Martedì 16 Aprile 2024

Governo, Draghi alle prese con i veti incrociati. M5s verso il sì, ma il nodo è la Lega

I dem convincono il movimento ma non vogliono il Carroccio. Duro anche Salvini: "O noi o i Cinque Stelle". Il via libera di Berlusconi

Il premier incaricato Mario Draghi e il grafico con chi potrebbe appoggiarlo

Il premier incaricato Mario Draghi e il grafico con chi potrebbe appoggiarlo

Se la notte porta consiglio, la mattina porta la medesima idea: mettere il cappello sul tentativo di Draghi. Passato lo choc, la maggior parte dei partiti si è convinta che apporre il marchio sull’esecutivo sia il modo migliore per caratterizzarlo.

Istituzionale tendenza Ursula, vuol dire soprattutto centrosinistra con Forza Italia in appoggio. Ma se la piattaforma si allargasse a un pezzo importante della destra, il volto muterebbe: l’ingresso della Lega darebbe un altro profilo, ed è l’incubo del Pd.

• _Voci fornite_:
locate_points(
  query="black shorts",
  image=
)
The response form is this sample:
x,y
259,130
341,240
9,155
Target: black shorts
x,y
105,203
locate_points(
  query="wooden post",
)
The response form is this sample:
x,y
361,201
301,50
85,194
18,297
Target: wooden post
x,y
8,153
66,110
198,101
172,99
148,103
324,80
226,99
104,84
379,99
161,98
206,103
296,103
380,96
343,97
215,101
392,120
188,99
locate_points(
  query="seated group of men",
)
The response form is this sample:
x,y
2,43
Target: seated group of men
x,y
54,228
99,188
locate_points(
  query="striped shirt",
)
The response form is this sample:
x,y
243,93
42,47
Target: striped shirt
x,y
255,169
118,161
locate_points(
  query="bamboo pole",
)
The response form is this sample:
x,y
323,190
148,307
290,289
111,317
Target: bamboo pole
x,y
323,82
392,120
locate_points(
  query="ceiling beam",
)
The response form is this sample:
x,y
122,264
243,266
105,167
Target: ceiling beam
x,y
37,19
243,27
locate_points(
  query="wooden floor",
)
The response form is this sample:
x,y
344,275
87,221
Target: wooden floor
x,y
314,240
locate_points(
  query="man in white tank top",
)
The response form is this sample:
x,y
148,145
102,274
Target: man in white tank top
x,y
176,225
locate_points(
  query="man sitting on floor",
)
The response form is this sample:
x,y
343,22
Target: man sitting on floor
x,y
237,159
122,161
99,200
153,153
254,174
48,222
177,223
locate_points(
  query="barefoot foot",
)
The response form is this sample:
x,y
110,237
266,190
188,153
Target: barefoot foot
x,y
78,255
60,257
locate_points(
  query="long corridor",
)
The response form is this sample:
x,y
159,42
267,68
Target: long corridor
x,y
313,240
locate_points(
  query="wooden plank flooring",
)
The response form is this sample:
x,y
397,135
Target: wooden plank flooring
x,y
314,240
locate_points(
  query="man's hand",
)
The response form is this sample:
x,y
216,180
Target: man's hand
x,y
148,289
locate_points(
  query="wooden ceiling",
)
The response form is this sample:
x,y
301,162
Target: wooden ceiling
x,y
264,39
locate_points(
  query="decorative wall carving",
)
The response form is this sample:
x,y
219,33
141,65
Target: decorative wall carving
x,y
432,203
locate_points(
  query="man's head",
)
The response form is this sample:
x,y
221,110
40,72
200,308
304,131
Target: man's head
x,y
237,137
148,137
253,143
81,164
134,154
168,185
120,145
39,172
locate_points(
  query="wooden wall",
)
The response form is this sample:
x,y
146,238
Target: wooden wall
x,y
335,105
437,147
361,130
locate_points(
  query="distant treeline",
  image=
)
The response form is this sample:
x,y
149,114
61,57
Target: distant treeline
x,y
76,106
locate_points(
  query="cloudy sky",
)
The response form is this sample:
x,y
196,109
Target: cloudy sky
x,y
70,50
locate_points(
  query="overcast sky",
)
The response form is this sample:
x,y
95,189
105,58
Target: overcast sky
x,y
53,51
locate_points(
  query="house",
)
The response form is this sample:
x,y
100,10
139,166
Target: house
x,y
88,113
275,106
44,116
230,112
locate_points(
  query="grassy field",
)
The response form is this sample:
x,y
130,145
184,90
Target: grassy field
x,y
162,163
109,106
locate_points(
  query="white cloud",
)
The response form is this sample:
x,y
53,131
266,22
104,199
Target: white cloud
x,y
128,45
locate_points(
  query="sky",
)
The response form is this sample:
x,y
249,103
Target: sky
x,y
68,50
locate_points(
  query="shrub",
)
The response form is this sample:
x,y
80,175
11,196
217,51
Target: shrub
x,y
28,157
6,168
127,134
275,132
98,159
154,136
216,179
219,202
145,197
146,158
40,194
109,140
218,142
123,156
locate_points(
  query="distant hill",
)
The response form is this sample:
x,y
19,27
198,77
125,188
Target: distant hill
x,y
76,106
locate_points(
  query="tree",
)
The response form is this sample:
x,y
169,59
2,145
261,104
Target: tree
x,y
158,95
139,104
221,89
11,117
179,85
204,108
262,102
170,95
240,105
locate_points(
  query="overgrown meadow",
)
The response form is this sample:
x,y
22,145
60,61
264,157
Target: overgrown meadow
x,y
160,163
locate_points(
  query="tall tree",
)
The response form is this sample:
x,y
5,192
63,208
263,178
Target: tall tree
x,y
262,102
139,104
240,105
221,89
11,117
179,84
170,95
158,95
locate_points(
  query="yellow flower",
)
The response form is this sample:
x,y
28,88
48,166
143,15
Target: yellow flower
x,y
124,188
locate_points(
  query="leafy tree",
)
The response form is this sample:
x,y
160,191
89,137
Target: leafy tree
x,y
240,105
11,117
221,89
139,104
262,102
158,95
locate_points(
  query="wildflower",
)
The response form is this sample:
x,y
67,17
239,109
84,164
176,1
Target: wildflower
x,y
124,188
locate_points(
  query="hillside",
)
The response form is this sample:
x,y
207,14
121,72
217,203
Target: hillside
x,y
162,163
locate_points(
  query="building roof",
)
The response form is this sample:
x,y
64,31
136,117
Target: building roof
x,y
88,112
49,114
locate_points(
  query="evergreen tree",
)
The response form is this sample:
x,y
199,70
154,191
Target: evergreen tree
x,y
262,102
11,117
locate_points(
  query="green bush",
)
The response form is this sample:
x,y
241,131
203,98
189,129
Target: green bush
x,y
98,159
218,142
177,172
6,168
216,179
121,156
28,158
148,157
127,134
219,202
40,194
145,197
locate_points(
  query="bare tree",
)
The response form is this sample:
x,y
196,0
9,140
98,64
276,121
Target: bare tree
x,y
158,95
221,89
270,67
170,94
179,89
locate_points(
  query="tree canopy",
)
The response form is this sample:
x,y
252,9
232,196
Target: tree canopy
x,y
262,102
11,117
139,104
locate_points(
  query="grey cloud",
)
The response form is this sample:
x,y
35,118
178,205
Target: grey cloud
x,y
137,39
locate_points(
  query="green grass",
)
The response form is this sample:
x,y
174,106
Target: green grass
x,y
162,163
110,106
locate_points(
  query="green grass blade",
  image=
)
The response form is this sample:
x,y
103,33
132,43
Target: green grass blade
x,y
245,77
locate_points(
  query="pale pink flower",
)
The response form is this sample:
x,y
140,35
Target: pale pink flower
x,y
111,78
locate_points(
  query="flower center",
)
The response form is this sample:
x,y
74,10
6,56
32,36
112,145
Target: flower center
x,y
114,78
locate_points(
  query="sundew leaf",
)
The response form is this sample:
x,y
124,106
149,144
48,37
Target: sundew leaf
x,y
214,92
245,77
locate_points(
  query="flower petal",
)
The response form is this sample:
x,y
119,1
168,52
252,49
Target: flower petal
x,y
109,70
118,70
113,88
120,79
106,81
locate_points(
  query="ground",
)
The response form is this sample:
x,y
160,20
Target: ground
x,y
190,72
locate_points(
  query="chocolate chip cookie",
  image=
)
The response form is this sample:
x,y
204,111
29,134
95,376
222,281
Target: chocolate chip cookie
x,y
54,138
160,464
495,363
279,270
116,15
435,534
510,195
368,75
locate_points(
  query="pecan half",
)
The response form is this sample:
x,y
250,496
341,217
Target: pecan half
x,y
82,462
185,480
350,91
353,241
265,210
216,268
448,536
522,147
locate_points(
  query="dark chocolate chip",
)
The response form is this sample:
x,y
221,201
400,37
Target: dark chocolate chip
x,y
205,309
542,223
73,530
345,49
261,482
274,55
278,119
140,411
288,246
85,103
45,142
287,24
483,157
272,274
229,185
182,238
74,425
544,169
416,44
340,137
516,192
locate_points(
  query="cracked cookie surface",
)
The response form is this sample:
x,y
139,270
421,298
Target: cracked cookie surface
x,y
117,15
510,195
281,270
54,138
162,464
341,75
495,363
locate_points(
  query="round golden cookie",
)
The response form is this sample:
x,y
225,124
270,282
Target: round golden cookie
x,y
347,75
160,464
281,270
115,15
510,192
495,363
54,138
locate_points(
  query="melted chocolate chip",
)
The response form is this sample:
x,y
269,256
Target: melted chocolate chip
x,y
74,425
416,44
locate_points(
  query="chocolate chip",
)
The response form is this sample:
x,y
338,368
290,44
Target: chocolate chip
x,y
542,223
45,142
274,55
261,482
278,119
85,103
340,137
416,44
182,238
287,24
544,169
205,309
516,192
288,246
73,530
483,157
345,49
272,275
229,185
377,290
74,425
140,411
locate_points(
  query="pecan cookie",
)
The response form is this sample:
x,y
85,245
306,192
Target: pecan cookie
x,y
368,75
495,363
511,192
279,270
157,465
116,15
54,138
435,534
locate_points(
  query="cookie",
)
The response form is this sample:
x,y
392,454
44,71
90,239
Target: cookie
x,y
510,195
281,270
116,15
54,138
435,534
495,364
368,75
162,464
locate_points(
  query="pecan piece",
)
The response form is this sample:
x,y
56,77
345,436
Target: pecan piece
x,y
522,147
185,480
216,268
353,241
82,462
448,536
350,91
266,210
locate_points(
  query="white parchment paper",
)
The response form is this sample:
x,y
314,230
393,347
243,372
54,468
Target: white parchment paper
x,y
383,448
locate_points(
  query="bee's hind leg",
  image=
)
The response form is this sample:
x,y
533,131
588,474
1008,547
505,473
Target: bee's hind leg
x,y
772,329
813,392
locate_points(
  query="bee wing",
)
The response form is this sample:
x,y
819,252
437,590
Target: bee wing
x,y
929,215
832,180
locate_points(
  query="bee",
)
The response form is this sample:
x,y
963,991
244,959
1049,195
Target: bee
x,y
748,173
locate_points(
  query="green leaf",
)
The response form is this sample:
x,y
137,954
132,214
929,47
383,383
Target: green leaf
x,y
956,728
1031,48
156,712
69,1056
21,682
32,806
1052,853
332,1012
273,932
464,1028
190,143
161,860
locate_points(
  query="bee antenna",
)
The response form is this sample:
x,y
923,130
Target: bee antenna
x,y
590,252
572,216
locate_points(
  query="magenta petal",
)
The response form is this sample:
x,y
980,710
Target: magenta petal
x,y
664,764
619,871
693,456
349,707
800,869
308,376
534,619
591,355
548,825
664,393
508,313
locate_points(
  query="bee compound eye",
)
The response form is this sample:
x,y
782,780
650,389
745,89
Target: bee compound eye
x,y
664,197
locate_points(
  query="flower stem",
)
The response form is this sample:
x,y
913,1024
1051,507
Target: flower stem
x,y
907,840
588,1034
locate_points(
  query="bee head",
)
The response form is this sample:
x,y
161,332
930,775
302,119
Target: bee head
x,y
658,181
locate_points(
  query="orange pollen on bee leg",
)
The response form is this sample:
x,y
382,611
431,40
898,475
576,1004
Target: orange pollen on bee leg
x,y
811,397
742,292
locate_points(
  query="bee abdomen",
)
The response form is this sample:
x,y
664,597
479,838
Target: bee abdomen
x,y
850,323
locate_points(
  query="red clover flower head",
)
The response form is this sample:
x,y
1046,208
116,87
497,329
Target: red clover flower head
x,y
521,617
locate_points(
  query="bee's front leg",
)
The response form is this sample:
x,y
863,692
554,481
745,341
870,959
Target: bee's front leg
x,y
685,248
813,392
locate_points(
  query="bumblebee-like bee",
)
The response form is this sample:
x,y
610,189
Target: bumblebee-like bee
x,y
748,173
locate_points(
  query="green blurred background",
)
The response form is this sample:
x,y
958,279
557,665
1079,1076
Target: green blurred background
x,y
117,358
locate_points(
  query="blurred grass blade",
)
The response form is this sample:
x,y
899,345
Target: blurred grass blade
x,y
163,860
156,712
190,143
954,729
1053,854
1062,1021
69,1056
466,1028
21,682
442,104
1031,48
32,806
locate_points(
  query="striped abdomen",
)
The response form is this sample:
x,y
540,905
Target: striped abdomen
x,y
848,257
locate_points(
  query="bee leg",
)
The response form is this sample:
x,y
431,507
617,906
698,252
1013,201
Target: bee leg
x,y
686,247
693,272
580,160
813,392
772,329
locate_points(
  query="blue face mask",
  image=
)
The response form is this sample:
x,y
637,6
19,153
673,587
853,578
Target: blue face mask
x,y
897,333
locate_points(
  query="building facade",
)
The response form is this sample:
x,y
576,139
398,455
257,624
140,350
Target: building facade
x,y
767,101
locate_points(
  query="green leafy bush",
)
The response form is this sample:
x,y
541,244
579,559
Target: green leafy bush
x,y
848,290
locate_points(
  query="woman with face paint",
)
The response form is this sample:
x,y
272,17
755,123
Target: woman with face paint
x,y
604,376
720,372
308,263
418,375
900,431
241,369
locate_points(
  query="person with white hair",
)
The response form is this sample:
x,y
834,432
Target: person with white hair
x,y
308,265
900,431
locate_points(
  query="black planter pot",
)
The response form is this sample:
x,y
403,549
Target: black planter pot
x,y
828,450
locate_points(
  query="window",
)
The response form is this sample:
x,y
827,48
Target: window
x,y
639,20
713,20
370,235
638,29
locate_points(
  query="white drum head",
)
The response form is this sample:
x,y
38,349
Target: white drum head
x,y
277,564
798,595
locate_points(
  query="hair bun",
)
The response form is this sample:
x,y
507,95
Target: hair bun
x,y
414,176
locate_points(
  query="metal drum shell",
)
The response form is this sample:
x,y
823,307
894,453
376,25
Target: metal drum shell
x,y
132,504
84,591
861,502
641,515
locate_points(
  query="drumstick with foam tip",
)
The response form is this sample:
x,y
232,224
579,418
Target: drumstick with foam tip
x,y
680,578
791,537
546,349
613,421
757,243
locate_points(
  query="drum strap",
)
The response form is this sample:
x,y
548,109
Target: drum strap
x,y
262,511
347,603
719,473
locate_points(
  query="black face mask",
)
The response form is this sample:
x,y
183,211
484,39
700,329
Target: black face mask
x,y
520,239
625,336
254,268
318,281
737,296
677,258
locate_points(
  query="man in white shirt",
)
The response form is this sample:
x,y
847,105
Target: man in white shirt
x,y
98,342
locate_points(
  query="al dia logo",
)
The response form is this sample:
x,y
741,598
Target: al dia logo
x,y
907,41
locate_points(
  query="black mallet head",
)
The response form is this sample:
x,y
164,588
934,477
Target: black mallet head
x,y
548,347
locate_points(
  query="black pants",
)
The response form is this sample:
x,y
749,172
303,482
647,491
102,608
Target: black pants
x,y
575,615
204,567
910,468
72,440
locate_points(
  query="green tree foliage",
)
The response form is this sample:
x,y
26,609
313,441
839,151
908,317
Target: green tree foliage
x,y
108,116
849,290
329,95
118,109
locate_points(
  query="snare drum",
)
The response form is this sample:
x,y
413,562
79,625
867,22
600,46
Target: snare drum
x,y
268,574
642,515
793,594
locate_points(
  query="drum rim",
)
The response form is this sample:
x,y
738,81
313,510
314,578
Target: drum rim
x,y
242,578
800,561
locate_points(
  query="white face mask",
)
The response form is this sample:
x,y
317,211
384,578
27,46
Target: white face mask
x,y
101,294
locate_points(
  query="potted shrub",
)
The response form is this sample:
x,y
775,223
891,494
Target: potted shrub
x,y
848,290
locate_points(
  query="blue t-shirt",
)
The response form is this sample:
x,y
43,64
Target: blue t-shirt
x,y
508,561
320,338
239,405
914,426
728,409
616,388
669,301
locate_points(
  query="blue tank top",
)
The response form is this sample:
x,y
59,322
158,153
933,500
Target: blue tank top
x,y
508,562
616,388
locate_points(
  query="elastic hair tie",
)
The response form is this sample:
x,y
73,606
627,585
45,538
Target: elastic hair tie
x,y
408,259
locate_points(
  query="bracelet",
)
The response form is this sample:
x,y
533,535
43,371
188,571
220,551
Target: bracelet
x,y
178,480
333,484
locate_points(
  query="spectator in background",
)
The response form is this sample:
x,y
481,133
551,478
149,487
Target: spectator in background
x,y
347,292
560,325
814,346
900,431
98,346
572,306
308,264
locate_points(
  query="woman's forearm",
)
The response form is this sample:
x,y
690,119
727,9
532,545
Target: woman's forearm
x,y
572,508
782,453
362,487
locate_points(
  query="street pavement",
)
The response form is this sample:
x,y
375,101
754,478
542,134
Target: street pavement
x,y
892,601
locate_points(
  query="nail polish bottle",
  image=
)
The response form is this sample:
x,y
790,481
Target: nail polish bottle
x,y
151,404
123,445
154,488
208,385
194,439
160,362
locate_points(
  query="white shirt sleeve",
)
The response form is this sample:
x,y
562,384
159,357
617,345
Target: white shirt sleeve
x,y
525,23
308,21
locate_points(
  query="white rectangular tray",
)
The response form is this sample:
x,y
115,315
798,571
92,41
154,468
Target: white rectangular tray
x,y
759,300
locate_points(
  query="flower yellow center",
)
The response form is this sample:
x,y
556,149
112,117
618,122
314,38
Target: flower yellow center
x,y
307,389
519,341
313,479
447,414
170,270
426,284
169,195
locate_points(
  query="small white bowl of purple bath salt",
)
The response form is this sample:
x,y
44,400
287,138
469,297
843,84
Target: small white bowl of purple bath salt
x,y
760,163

• _Consegna_:
Ricopia per intero il testo fornito, senza alcuna modifica.

• _Risposta_:
Martedì 16 Aprile 2024

Governo, Draghi alle prese con i veti incrociati. M5s verso il sì, ma il nodo è la Lega

I dem convincono il movimento ma non vogliono il Carroccio. Duro anche Salvini: "O noi o i Cinque Stelle". Il via libera di Berlusconi

Il premier incaricato Mario Draghi e il grafico con chi potrebbe appoggiarlo

Il premier incaricato Mario Draghi e il grafico con chi potrebbe appoggiarlo

Se la notte porta consiglio, la mattina porta la medesima idea: mettere il cappello sul tentativo di Draghi. Passato lo choc, la maggior parte dei partiti si è convinta che apporre il marchio sull’esecutivo sia il modo migliore per caratterizzarlo.

Istituzionale tendenza Ursula, vuol dire soprattutto centrosinistra con Forza Italia in appoggio. Ma se la piattaforma si allargasse a un pezzo importante della destra, il volto muterebbe: l’ingresso della Lega darebbe un altro profilo, ed è l’incubo del Pd.